*** Document source ***

Le seul enseignement du second film de Sam Mendes, c’est que, de l’Amérique des années 30 à celle d’aujourd’hui, rien n’a vraiment changé. De ces Sentiers de la perdition à American beauty, d’Al Capone à Lester Burnham, qu’avons-nous appris ? Et Sam Mendes, petite coqueluche pseudo rebelle d’Hollywood, qu’a-t-il appris de tous ces détours ? Pas grand-chose, ou peut-être si, que la morale est une affaire important et qu’elle doit être sauvée. Sauvée comme l’âme de Lester Burnham, ce Faust du pauvre attiré par les Méphistophélès de banlieue pavillonnaire. Comme celle de Mike Sullivan, le héros des Sentiers de la perdition.
Le film est à peine entamé que, patatra, les premiers tiraillements moralistes de Mendes nous assaillent. La morale, chez lui, est toujours un vaccin, un liquide trouble qui immunise contre toute déviance, une substance pré-empirique. Quelque chose qui vient avant plutôt qu’après les événements, de peur que le spectateur ne se fourvoie. Dès le prologue du film, on sait à quoi s’en tenir : Mike Sullivan est par-delà le bien et le mal. Inutile de chercher à le juger. Pour toute espèce de problématique, allez voir ailleurs. Mike Sullivan (Tom Hanks) n’est donc « ni bon, ni mauvais, c’est juste un père ». Un bon père de famille d’ailleurs, dont les enfants ignorent la profession, si ce n’est qu’il travaille pour Mr Rooney (Paul Newman), l’homme fort de la ville. Quand l’aîné, Michael Jr, découvre qu’il est en fait homme de main, la figure du père s’écroule. Trahi par ses anciens commanditaires qui exécutent sa femme et son autre fils, Sullivan entraîne son fiston dans une cavale désespérée, avec un folklorique tueur à gages à leurs trousses.
On sent très vite ce qui intéresse Mendes : héritage, savoir, honneur, mythe familial, tout ce qui passe entre un père et son fils, dans un sens comme dans l’autre. On sent aussi très vite ses limites. Incapable d’insuffler une quelconque dynamique dans le rapport père-fils, il exhibe tout son savoir-faire de faiseur (direction artistique chiadée, lumières léchées, cadres irréprochables) en guise de compensation. Pourtant, tout porte à croire qu’il veut mener une enquête morale sur un une époque mythifiée (l’Amérique des années 30), un motif de cinéma (la mafia), et sur la figure paternelle. Mais comment un film peut-il prétendre relever un tel défi quand il commence par une cérémonie d’absolution ? Toute l’innocente roublardise du réalisateur apparaît là, dans ce dédouanement préalable suivi d’une pseudo plongée dans les tréfonds ténébreux de l’âme humaine. Le procédé, en d’autres termes, relève de l’escroquerie hypocrite (cf. American beauty, déjà).
On ne saura jamais vraiment où ils mènent, ces « sentiers de la perdition », sans doute nulle part puisqu’une âme, chez cet affreux pudibond de Mendes, n’est jamais vraiment perdue. Ou plutôt vers un ennui aussi mou que les joues de Tom Hanks. Mendes n’est pas vraiment un père-la-morale, il est plutôt de bonne volonté. Mais c’est surtout un allergique à tout ce qui fait problème, effrayé par la moindre anicroche à une morale où tout est joué / sauvé d’avance. Qu’il y en est pour voir en lui le parangon de la subversion fait froid dans le dos.

***

(Consigne 1): Selon la critique des Sentiers de la perdition, quel acteur interprète Mr Rooney ?
(Consigne 2): Reproduisez tel quel le passage de la critique des Sentiers de la perdition qui commence à « Le seul enseignement » et s'arrête à « de la perdition. ».
Le matériel qui vient ensuite est distinct de la critique des Sentiers de la perdition.

*** Données sources ***

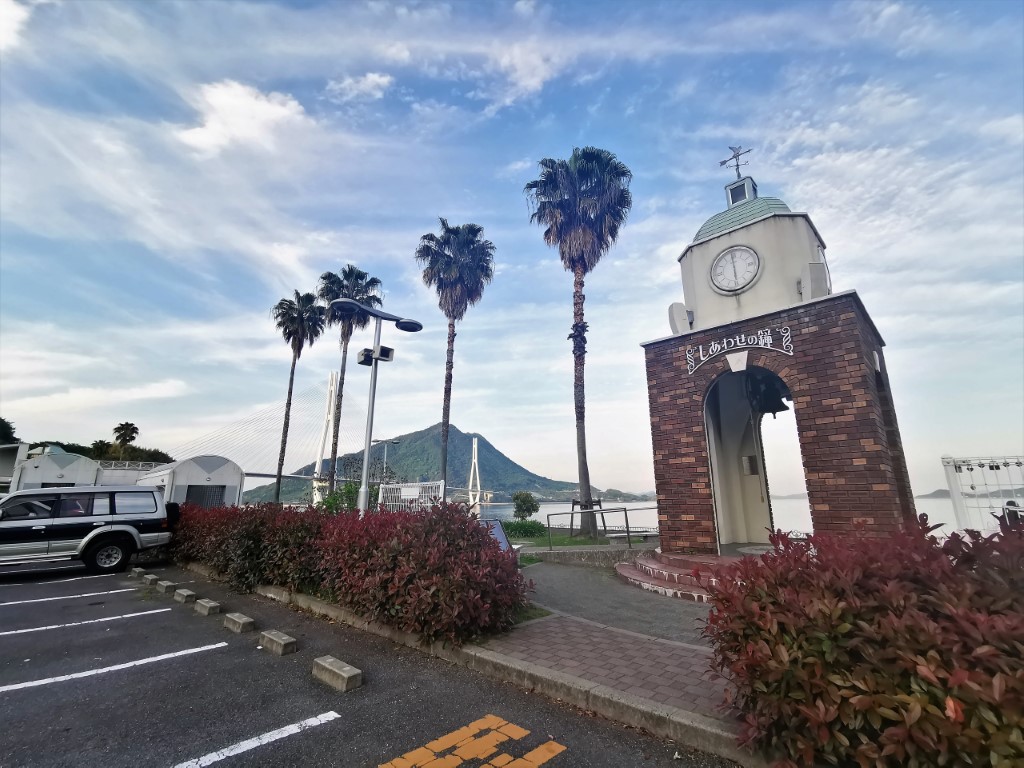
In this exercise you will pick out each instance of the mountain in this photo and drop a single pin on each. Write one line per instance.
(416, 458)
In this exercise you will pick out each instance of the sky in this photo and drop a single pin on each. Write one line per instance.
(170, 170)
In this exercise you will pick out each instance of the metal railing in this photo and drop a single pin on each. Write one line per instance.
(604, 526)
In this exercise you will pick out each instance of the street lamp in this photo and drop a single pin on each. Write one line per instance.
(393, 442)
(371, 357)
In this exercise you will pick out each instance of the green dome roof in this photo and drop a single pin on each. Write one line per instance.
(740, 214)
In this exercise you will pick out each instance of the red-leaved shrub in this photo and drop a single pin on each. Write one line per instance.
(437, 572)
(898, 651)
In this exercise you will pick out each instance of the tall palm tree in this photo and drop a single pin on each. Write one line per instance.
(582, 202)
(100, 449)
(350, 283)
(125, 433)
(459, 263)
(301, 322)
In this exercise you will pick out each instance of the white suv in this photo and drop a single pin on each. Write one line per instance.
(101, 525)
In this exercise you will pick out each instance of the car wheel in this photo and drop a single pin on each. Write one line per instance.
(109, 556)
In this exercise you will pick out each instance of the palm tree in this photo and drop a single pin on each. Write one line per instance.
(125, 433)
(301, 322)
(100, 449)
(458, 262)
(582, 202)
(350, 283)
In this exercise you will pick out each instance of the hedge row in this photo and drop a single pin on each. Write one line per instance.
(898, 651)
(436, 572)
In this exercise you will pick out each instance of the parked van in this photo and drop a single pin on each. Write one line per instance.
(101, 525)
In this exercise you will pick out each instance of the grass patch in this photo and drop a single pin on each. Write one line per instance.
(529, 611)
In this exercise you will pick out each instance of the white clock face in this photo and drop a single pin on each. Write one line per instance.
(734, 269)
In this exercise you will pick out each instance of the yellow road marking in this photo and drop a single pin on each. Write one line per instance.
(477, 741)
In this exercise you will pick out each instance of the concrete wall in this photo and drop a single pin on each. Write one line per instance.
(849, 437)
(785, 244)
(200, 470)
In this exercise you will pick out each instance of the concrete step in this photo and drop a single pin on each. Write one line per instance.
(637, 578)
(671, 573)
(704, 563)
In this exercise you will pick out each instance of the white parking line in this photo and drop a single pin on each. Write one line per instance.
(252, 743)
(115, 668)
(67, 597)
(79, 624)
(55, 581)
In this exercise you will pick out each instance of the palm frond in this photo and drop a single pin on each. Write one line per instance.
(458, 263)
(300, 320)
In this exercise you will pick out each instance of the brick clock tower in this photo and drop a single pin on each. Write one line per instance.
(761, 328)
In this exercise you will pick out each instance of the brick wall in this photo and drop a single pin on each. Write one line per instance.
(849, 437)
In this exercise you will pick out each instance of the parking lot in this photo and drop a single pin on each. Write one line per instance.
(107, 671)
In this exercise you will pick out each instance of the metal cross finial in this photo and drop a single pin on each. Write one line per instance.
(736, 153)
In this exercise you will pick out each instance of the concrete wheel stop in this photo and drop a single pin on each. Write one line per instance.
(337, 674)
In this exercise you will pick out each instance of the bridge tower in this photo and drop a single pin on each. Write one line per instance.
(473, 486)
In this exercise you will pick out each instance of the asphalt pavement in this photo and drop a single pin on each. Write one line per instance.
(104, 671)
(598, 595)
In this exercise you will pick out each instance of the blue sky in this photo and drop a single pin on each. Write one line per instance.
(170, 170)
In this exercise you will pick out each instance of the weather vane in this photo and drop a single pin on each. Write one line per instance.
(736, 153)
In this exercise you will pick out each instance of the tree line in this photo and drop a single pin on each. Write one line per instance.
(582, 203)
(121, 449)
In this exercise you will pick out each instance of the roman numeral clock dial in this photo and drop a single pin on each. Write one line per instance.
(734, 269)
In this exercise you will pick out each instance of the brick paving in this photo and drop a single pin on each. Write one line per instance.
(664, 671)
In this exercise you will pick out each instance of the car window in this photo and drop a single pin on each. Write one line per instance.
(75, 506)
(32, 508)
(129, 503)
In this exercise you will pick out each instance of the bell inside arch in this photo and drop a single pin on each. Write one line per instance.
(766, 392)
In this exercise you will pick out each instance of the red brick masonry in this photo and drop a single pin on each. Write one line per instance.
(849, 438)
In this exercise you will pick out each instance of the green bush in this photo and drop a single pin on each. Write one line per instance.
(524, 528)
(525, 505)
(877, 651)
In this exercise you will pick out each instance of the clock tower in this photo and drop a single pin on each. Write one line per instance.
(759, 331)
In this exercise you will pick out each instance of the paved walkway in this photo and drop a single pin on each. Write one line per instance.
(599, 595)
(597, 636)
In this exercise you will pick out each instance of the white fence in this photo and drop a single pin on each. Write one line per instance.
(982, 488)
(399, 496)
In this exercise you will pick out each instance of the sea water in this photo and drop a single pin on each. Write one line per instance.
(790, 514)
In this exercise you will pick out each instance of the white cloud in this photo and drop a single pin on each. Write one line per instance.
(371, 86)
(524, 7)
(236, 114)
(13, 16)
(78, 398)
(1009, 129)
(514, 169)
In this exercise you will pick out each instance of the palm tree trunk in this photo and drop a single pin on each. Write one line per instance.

***

(Réponse 1): Paul Newman.

(Réponse 2):
Le seul enseignement du second film de Sam Mendes, c’est que, de l’Amérique des années 30 à celle d’aujourd’hui, rien n’a vraiment changé. De ces Sentiers de la perdition à American beauty, d’Al Capone à Lester Burnham, qu’avons-nous appris ? Et Sam Mendes, petite coqueluche pseudo rebelle d’Hollywood, qu’a-t-il appris de tous ces détours ? Pas grand-chose, ou peut-être si, que la morale est une affaire important et qu’elle doit être sauvée. Sauvée comme l’âme de Lester Burnham, ce Faust du pauvre attiré par les Méphistophélès de banlieue pavillonnaire. Comme celle de Mike Sullivan, le héros des Sentiers de la perdition.